#### TESTO DI STUDIO

Io sono abituata a non avere problemi, e appena ne ho uno do di matto. Il treno in ritardo, il tecnico della lavatrice che sbaglia l’installazione, la citazione in giudizio di qualcuno che si percepisce diffamato, una bollicina sul polso che sicuramente non è una puntura di zanzara ma il segno che nessuno coglierà in tempo d’una malattia rarissima e incurabile, la pioggia quando ho bisogno che non mi si disfi la messinpiega: qualunque minima difficoltà getta la mia non allenata muscolatura in un tale stato di prostrazione e isteria che proprio non posso dire «ma ti pare, io questo non lo farei mai».
Io non so se, disperata perché non ho un amico che mi fa un prestito o dei guadagni in arrivo, non chiederei soldi all’internet, se mi servissero soldi. Non so se, disperata perché non capisco cosa mi sta succedendo, non mi affiderei a un analista o a un parroco, a mamma Ebe o a un’insegnante di yoga. E, se vedo qualcuno parlare al mondo della propria morte imminente, proprio non riesco a dire ah io no, io morirei con discrezione, io non mi farei fotografare a immagine della mia diagnosi, non è il mio stile.
Ieri è uscito un numero di Vanity Fair che ha in copertina Eleonora Giorgi, e non ce l’ha per farle raccontare della Tea Guerrazzi di “Sapore di mare 2”, il più bel personaggio femminile nel cinema italiano di fine Novecento. Non l’ha messa in copertina per farla parlare di “Borotalco”, la commedia fondativa di questo nostro tempo in cui la fama è l’unica valuta spendibile e il senso del ridicolo è andato fuori corso. Non ce l’ha messa neanche per farle raccontare la prima giuria di qualità di Sanremo, in cui era l’unica donna tra Tognazzi e Sordi, tra Giancarlo Giannini e Sergio Leone.
Per nessuna delle cose che ha fatto, Vanity Fair avrebbe mai messo in copertina una settantenne non particolarmente rilevante nella storia del cinema. Ce l’ha messa per la stessa ragione per cui raccontavo giorni fa che, ad aprile 2006, il Vanity Fair americano mise in copertina Teri Hatcher, all’epoca una delle “Desperate Housewives”: non per la rilevanza del prodotto in cui appariva, ma per il ricatto del giornalismo confessionale.

########
#### DATI IN ESAME

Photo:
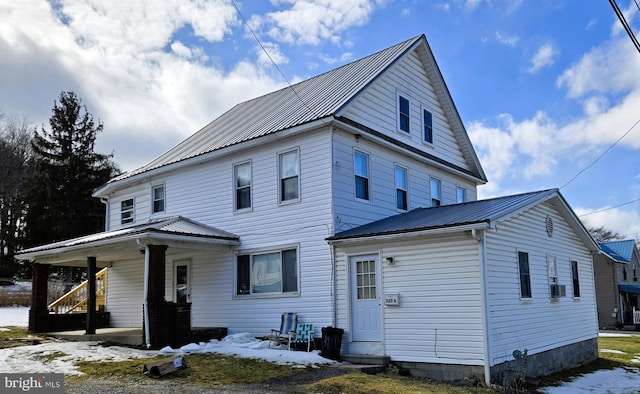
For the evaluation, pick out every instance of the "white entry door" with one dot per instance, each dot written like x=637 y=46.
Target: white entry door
x=182 y=281
x=365 y=298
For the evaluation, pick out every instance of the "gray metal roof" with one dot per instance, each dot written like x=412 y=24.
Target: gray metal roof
x=620 y=251
x=175 y=225
x=304 y=102
x=469 y=213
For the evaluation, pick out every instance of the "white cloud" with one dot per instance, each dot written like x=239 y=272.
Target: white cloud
x=544 y=56
x=312 y=22
x=622 y=220
x=609 y=68
x=124 y=60
x=507 y=40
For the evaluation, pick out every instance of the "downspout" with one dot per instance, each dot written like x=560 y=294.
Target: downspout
x=146 y=293
x=485 y=304
x=105 y=201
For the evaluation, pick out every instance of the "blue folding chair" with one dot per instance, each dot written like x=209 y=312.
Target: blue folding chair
x=287 y=331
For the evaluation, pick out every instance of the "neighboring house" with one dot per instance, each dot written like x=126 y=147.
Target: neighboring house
x=616 y=273
x=250 y=217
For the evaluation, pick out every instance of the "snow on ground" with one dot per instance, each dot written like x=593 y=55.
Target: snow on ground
x=14 y=316
x=29 y=359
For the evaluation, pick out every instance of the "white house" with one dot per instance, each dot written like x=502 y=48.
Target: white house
x=616 y=272
x=493 y=287
x=249 y=218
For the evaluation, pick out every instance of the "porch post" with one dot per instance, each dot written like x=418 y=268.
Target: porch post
x=38 y=313
x=91 y=297
x=159 y=319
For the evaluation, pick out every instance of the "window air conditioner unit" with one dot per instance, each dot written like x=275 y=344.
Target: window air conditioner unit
x=558 y=291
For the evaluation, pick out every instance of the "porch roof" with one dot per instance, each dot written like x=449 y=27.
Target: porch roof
x=176 y=232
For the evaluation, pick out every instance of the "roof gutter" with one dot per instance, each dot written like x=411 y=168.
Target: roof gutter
x=409 y=234
x=154 y=237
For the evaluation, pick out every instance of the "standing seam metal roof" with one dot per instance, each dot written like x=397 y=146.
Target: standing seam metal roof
x=303 y=102
x=474 y=212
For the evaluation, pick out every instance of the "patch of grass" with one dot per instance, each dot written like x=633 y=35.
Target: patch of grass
x=48 y=357
x=207 y=369
x=360 y=383
x=626 y=349
x=14 y=298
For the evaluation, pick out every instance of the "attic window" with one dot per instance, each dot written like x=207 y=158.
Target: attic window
x=427 y=122
x=403 y=114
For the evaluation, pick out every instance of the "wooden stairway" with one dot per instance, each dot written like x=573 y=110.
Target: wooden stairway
x=75 y=301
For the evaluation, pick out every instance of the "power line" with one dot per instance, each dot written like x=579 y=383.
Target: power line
x=255 y=36
x=601 y=155
x=607 y=209
x=624 y=23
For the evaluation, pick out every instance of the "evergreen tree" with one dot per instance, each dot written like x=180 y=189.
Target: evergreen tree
x=67 y=171
x=15 y=170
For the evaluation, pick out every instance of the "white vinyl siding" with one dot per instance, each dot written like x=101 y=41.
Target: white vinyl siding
x=377 y=108
x=125 y=295
x=204 y=193
x=438 y=282
x=556 y=323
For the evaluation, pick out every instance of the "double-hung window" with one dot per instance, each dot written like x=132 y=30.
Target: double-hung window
x=436 y=193
x=461 y=194
x=404 y=115
x=267 y=273
x=157 y=193
x=289 y=167
x=427 y=126
x=401 y=188
x=552 y=270
x=242 y=176
x=575 y=279
x=361 y=171
x=126 y=211
x=525 y=276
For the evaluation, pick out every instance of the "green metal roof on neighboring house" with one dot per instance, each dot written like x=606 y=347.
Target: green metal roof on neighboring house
x=303 y=102
x=620 y=251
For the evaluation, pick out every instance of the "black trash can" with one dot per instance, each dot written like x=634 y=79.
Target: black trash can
x=331 y=342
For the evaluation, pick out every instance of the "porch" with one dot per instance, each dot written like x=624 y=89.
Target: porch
x=125 y=336
x=147 y=246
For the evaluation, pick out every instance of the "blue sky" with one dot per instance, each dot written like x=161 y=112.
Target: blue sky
x=544 y=87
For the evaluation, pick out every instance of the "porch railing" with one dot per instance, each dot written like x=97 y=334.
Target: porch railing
x=75 y=301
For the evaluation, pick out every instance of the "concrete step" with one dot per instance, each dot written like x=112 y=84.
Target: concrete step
x=370 y=364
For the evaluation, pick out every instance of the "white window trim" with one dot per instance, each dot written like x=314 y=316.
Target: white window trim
x=293 y=200
x=153 y=198
x=530 y=298
x=355 y=194
x=423 y=108
x=395 y=186
x=573 y=291
x=234 y=186
x=251 y=252
x=464 y=189
x=133 y=211
x=433 y=178
x=398 y=129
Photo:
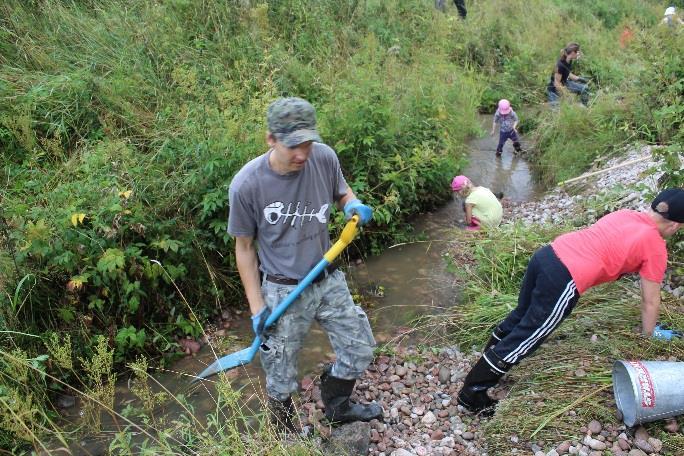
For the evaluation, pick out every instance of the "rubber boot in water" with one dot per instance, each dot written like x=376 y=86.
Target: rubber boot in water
x=484 y=375
x=282 y=415
x=336 y=392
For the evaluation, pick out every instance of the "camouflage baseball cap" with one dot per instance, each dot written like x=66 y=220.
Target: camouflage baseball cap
x=292 y=121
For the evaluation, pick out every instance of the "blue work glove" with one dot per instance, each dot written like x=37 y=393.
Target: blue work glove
x=357 y=207
x=259 y=320
x=661 y=333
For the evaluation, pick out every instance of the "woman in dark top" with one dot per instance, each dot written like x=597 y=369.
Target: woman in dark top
x=564 y=79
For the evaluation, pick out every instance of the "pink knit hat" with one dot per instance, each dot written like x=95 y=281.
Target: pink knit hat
x=458 y=183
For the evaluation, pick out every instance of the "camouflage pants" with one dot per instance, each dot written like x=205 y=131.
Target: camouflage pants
x=329 y=303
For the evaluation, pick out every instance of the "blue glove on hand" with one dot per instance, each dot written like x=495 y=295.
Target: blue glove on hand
x=357 y=207
x=259 y=320
x=661 y=333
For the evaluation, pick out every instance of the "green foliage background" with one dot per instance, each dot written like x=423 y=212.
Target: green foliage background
x=122 y=123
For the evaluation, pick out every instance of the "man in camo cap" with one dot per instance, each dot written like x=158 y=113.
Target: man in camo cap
x=281 y=202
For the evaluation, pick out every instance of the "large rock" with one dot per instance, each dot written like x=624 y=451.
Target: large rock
x=352 y=439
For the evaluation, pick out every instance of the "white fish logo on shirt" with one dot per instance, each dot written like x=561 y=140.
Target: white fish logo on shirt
x=276 y=211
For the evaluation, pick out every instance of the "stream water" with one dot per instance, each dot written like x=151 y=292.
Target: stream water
x=404 y=282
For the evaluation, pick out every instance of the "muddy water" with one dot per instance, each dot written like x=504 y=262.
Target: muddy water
x=404 y=283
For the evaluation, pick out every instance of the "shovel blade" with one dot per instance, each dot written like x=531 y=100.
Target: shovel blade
x=229 y=362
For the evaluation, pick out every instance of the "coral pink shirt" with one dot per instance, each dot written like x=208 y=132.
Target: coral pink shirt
x=623 y=242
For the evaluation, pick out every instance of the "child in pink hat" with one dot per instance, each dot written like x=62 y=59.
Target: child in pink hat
x=508 y=119
x=482 y=208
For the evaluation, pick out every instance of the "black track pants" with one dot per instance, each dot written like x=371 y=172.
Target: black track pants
x=547 y=296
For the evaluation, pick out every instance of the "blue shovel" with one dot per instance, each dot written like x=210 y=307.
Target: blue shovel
x=247 y=355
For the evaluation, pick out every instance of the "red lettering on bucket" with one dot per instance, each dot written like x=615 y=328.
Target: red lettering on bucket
x=645 y=384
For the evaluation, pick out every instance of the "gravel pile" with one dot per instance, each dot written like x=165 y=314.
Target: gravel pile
x=570 y=202
x=417 y=391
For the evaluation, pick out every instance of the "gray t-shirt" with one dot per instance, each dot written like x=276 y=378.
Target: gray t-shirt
x=506 y=120
x=287 y=214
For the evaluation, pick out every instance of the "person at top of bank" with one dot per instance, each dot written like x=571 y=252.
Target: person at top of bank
x=280 y=207
x=563 y=80
x=623 y=242
x=482 y=208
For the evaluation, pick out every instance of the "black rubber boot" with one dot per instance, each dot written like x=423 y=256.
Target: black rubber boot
x=282 y=415
x=335 y=393
x=473 y=396
x=496 y=336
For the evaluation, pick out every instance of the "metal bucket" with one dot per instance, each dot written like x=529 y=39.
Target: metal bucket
x=648 y=390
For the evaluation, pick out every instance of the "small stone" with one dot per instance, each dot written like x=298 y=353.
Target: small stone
x=672 y=426
x=594 y=444
x=401 y=452
x=594 y=427
x=563 y=447
x=429 y=418
x=644 y=446
x=444 y=374
x=624 y=444
x=641 y=433
x=636 y=452
x=307 y=383
x=656 y=444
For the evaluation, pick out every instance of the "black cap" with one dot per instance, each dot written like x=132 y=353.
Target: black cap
x=670 y=204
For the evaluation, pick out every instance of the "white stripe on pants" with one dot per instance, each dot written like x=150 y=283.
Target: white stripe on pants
x=549 y=324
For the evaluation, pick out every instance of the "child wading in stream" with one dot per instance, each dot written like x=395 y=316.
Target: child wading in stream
x=620 y=243
x=508 y=119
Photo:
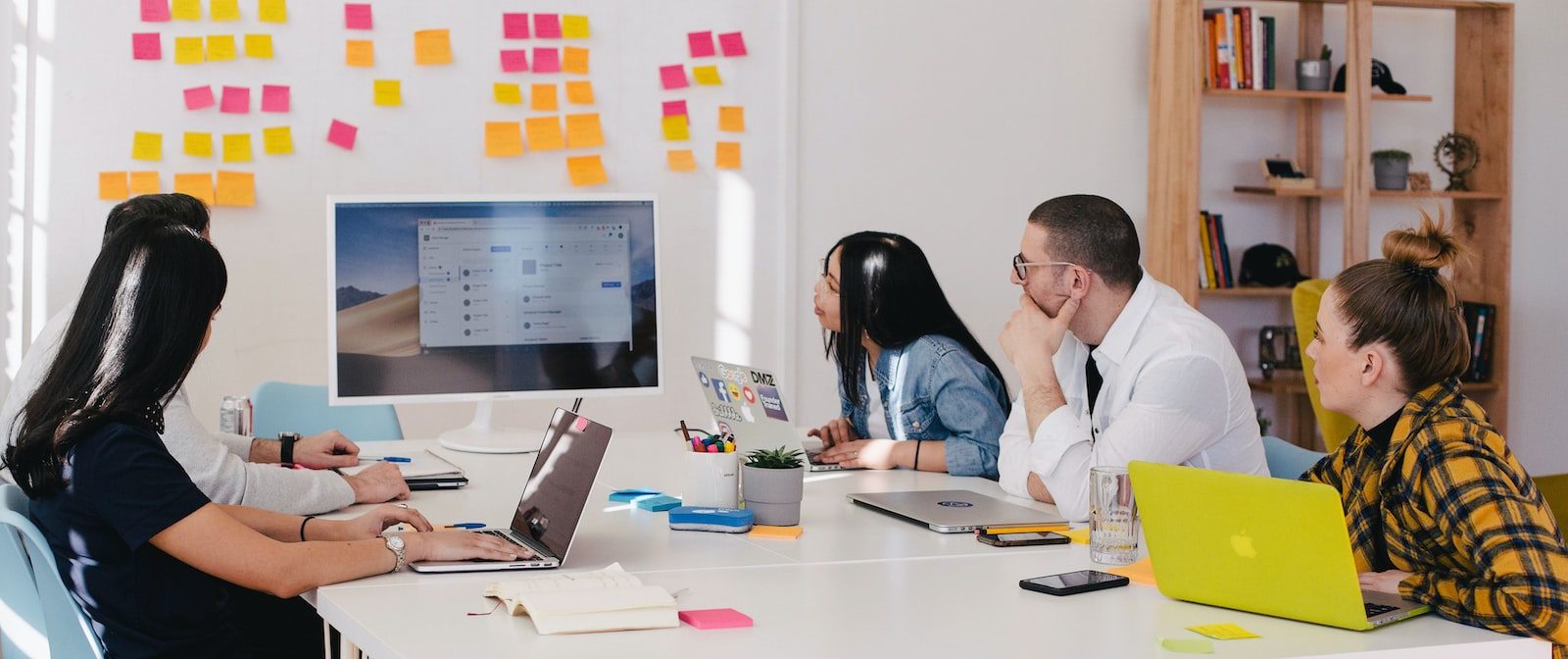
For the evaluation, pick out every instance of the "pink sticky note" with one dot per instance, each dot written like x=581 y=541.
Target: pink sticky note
x=198 y=98
x=146 y=46
x=546 y=60
x=715 y=619
x=702 y=43
x=156 y=12
x=342 y=133
x=235 y=99
x=514 y=60
x=358 y=16
x=548 y=25
x=673 y=76
x=733 y=43
x=274 y=98
x=514 y=25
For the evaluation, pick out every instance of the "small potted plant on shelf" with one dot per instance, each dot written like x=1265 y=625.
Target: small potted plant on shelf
x=1390 y=170
x=773 y=483
x=1313 y=75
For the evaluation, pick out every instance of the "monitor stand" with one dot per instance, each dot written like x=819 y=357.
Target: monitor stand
x=480 y=436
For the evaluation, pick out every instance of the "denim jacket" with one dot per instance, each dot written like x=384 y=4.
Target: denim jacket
x=933 y=389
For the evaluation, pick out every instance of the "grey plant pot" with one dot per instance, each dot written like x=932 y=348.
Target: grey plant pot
x=773 y=494
x=1390 y=173
x=1313 y=75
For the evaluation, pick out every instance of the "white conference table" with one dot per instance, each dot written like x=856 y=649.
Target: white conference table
x=855 y=581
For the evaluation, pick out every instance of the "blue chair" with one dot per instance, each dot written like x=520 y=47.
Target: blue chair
x=1288 y=460
x=47 y=622
x=303 y=408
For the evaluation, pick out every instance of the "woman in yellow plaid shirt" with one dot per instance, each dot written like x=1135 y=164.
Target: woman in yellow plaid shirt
x=1439 y=509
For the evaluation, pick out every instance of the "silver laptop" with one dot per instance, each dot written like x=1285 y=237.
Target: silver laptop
x=953 y=510
x=553 y=499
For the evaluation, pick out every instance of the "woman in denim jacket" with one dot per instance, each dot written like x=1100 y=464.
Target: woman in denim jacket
x=940 y=400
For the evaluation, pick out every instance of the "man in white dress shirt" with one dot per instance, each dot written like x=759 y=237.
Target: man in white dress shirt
x=1115 y=366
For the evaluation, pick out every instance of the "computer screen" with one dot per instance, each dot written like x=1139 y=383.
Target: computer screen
x=493 y=298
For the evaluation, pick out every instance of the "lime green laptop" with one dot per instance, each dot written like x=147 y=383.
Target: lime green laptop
x=1254 y=543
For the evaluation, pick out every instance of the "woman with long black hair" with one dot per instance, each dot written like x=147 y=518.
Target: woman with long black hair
x=933 y=399
x=159 y=569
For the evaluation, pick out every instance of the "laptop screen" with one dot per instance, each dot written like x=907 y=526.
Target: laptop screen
x=557 y=490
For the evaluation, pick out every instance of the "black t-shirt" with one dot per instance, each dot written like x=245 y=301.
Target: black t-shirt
x=122 y=488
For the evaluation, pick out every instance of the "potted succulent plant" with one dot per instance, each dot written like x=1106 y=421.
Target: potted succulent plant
x=773 y=482
x=1390 y=169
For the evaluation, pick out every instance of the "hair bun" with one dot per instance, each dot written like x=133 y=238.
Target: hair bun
x=1429 y=245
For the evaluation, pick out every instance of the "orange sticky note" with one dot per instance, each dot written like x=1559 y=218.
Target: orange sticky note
x=574 y=60
x=114 y=185
x=681 y=161
x=587 y=170
x=733 y=118
x=545 y=133
x=235 y=188
x=360 y=52
x=579 y=93
x=145 y=182
x=582 y=130
x=198 y=185
x=433 y=47
x=502 y=138
x=543 y=98
x=726 y=156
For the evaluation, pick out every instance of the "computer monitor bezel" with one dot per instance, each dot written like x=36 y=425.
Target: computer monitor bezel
x=333 y=201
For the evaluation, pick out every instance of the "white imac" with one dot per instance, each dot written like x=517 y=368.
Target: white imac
x=483 y=298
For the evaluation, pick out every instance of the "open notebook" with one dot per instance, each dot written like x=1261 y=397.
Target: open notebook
x=595 y=601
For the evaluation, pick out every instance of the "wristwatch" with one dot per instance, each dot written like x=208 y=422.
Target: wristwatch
x=286 y=454
x=396 y=545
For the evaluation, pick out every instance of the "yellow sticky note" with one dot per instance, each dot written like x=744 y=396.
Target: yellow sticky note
x=278 y=140
x=681 y=161
x=114 y=185
x=502 y=138
x=1223 y=632
x=545 y=133
x=543 y=98
x=574 y=27
x=237 y=148
x=145 y=182
x=587 y=170
x=733 y=118
x=235 y=188
x=509 y=93
x=389 y=93
x=220 y=47
x=198 y=185
x=706 y=75
x=271 y=12
x=574 y=60
x=146 y=146
x=360 y=52
x=676 y=127
x=226 y=10
x=188 y=51
x=198 y=145
x=259 y=46
x=726 y=156
x=433 y=47
x=584 y=130
x=579 y=93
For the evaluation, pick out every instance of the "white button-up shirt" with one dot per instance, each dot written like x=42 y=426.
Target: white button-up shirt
x=1173 y=392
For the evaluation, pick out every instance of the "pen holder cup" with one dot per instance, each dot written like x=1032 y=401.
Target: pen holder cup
x=712 y=481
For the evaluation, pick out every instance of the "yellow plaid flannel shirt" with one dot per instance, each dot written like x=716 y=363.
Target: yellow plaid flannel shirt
x=1458 y=514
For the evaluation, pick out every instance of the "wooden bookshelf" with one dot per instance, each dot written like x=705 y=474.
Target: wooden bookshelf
x=1482 y=109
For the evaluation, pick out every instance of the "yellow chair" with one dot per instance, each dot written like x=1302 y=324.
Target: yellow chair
x=1303 y=302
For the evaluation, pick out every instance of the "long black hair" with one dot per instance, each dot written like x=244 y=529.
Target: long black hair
x=135 y=333
x=890 y=294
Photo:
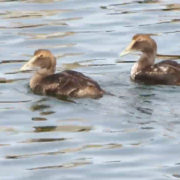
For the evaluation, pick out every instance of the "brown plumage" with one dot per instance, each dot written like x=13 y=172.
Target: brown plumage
x=67 y=83
x=144 y=70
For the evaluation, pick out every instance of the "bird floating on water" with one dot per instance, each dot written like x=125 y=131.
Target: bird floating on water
x=64 y=84
x=144 y=70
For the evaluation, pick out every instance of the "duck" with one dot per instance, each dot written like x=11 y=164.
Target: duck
x=145 y=70
x=67 y=83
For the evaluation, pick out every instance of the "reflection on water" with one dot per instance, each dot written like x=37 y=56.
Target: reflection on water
x=131 y=135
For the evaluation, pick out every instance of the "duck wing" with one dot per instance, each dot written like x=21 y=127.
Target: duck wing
x=68 y=83
x=165 y=72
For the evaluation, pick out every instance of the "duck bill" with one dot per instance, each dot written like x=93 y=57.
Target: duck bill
x=29 y=65
x=129 y=49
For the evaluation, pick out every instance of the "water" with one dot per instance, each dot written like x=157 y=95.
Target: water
x=132 y=135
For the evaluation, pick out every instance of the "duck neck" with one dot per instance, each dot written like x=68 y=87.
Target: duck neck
x=38 y=76
x=147 y=59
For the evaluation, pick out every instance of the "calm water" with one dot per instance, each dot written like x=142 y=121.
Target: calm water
x=132 y=135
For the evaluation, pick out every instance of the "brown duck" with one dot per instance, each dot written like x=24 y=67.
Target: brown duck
x=67 y=83
x=144 y=70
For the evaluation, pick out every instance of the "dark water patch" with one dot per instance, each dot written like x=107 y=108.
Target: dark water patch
x=67 y=165
x=43 y=140
x=70 y=128
x=39 y=119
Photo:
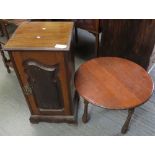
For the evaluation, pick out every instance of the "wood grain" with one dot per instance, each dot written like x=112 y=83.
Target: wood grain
x=40 y=36
x=113 y=83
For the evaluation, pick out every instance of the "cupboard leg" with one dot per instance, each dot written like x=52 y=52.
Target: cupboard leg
x=85 y=114
x=127 y=122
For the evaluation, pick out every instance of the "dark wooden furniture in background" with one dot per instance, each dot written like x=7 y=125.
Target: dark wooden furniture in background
x=113 y=83
x=42 y=56
x=6 y=61
x=131 y=39
x=90 y=25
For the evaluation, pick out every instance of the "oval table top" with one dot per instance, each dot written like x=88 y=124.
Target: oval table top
x=113 y=83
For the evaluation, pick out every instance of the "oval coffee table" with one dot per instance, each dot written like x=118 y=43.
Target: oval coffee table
x=113 y=83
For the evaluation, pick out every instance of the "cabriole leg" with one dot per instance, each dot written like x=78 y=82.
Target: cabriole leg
x=127 y=122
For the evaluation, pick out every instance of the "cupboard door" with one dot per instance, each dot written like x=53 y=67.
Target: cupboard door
x=44 y=82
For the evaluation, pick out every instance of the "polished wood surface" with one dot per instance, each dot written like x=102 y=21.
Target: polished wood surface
x=41 y=36
x=132 y=39
x=46 y=74
x=113 y=83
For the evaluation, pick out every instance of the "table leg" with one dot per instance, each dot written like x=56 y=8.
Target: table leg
x=126 y=124
x=97 y=45
x=76 y=34
x=85 y=114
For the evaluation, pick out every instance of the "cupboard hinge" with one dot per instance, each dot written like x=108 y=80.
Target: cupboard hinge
x=27 y=90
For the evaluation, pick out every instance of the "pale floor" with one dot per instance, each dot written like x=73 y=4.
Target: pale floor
x=14 y=113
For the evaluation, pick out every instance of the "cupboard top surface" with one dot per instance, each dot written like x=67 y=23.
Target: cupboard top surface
x=41 y=36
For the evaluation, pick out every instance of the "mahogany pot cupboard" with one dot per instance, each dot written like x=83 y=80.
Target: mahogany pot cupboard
x=42 y=57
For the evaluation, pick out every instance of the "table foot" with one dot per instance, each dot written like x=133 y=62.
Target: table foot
x=127 y=122
x=85 y=114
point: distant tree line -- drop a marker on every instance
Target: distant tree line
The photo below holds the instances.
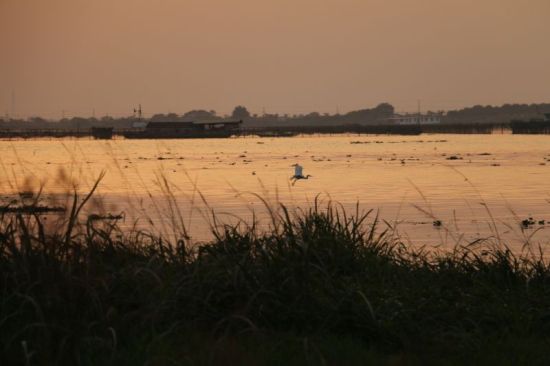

########

=== ATTIVITÀ RICHIESTE ===
a) Traduci in inglese questa frase del testo sulla copertina di Vanity Fair: «Per nessuna delle cose che ha fatto, Vanity Fair avrebbe mai messo in copertina una settantenne non particolarmente rilevante nella storia del cinema.»
b) Porta avanti il testo sulla copertina di Vanity Fair, riprendendo subito dopo la sua ultima frase.

=== ELENCO DELLE RISPOSTE ===
a) Vanity Fair would never have put a seventy-year-old woman who is not particularly significant in the history of cinema on its cover for any of the things she has done.

b)
Vanity Fair ha in copertina Eleonora Giorgi quest’anno per la stessa ragione per cui aveva in copertina Michela Murgia l’anno scorso: perché sta morendo. È un’operazione disgustosa? Anche qui: come si fa a dirlo. Se è legittimo che qualcuno decida di morire raccontandolo al mondo, non possiamo poi metterci a far la morale a chi a quel racconto fornisce una piattaforma. Certo, ha tutta l’aria dell’appropriazione di cadavere; ma, se il cadavere è consenziente, basta che funzioni per chi muore: mica deve piacere a chi ha lo sfacciato culo di vivere un altro po’.
O forse sì, possiamo. Possiamo far la morale a chi pubblica libri dei morti a cadavere già mangiato dai vermi, al cassetto infinito di inediti, ai giornali che vivranno di rendita della copertina su cui t’avevano messa quando muori e poi all’anniversario di morte e poi ancora al cinquantennale del film del libro del chissà.
Possiamo fare la morale, trovare disgustosa l’operazione, e accedere anche noi a quel diritto universale che è il basta-che-funzioni. Al diritto al raccontarcela. Persino quando quel raccontarcela include «ma ti pare che intervisti quella che sta morendo per vendere due copie in più, io non lo farei mai». Possiamo dirlo, se dirlo ci consola e ci serve e ci funziona per tirare sera senza disperarci troppo; poi tanto, se quando viene il nostro turno facciamo uguale, non se ne ricorda mica nessuno.